Work order: An exact reprint of the data below is required, line for line.

Data extracts:
:::::

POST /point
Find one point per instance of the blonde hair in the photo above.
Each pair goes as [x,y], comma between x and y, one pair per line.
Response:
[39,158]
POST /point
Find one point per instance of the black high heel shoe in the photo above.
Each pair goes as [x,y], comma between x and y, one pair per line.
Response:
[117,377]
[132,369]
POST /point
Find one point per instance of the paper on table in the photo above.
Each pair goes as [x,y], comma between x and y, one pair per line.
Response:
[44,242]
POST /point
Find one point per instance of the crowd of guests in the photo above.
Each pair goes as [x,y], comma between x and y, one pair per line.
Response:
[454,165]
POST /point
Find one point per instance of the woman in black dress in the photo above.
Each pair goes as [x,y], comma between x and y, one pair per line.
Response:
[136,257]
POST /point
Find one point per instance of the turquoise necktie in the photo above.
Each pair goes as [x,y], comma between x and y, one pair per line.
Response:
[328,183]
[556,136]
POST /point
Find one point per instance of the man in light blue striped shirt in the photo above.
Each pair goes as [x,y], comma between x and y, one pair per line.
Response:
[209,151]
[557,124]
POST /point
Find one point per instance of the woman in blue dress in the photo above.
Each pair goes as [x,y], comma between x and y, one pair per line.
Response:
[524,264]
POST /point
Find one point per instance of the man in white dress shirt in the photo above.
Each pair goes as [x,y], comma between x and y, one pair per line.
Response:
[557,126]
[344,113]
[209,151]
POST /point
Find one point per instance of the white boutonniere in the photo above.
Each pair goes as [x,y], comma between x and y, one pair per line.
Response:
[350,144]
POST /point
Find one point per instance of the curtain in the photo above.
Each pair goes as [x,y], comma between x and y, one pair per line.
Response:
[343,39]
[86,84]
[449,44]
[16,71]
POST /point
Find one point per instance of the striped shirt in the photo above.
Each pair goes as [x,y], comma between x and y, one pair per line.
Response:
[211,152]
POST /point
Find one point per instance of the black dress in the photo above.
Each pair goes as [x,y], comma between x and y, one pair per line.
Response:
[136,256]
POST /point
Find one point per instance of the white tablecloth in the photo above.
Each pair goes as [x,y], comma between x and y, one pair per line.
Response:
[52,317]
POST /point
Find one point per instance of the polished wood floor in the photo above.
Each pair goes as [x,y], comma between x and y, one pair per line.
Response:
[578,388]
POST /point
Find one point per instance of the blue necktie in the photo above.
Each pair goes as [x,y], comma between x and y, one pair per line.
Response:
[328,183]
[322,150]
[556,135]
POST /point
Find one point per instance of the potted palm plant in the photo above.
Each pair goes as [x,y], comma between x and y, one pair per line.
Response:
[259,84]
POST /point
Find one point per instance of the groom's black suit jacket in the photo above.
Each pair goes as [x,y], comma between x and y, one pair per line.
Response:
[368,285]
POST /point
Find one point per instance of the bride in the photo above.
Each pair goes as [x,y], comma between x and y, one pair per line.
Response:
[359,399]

:::::

Solution to this exercise:
POST /point
Find one point per instance of the blonde hair in the photo above.
Each pair goes as [x,y], comma between x and y, one pair per line.
Response:
[39,158]
POST /point
Find one point per instance of the black high heel shoe in the photo above.
Each pair goes as [x,y], comma between x and y, one pair per line.
Response:
[117,377]
[132,369]
POST /point
Find one point per instance of the paper on table in the photo above.
Each pair goes as [x,y], comma between x and y, one pair per line.
Response:
[44,242]
POST /point
Find one point per instance of the crowd of guests in the photo above.
Each pair goes as [x,y], comma between x and y, one pair per line.
Response:
[454,165]
POST /point
Find one point per instance of the woman in black dress in the photo above.
Each pair goes as [x,y], comma between x and y, one pair per line.
Response:
[136,257]
POST /point
Find one point per instance of the turquoise necktie in the photo above.
Each pair goes as [x,y], comma between x and y, one pair per line.
Response:
[328,183]
[556,136]
POST /point
Find one point per instance of the man in light blue striped shirt in the photo above.
Each pair goes as [x,y], comma between x and y, one pair per line.
Response:
[209,151]
[557,124]
POST /point
Find one point per instance of the woman in blue dress in the photo above.
Each pair goes as [x,y], comma between x and y, one pair per line.
Response:
[524,264]
POST /point
Find one point per instance of the man in white dress shirt in the photo above.
Each pair goes as [x,y], comma between x and y, one pair per line.
Response:
[557,126]
[344,113]
[209,151]
POST /point
Find one point per instance of the white boutonniere in the photo above.
Each pair goes as [x,y], comma between x and y, one pair per line.
Response:
[350,144]
POST /point
Find one point per instance of the curtain in the photo above.
Each pair goes as [x,y], comma between x and y, one pair per line.
Response:
[343,39]
[86,84]
[449,44]
[16,71]
POST /point
Find one point per instance of the striped shirt in the photo above.
Each pair goes as [x,y], comma between x and y, one pair per line.
Response:
[211,152]
POST /point
Find one point per instance of the black dress in the photo above.
Each pair goes as [x,y], comma between x and y, one pair per line.
Response:
[136,256]
POST /point
Find one point per instance of the white tablecloth in the photo above.
Each pair goes as [x,y], comma between x and y, one pair per line.
Response:
[52,317]
POST /point
Find one point per instance of the polished wood floor in the photo above.
Each pair goes as [x,y], comma between x and y, one pair per line.
Response:
[578,388]
POST /point
Find one point per instance of the blue necktie in the photo above.
Each pair goes as [x,y], comma between x and y, one pair per line.
Response:
[328,183]
[322,150]
[556,135]
POST /point
Find one point per instance of the potted palm plant in the photo above.
Each pair goes as [x,y], comma between x and y, one pair per line.
Response:
[259,84]
POST /point
Find one point per instance of the groom's black suit jacket in the photo above.
Each pair goes as [x,y], comma between x and y, one pair per line.
Response:
[368,285]
POST /point
Find one point per instance of the bride in the photo above.
Each pair goes as [x,y], comma between x and y, one pair per line.
Response:
[359,399]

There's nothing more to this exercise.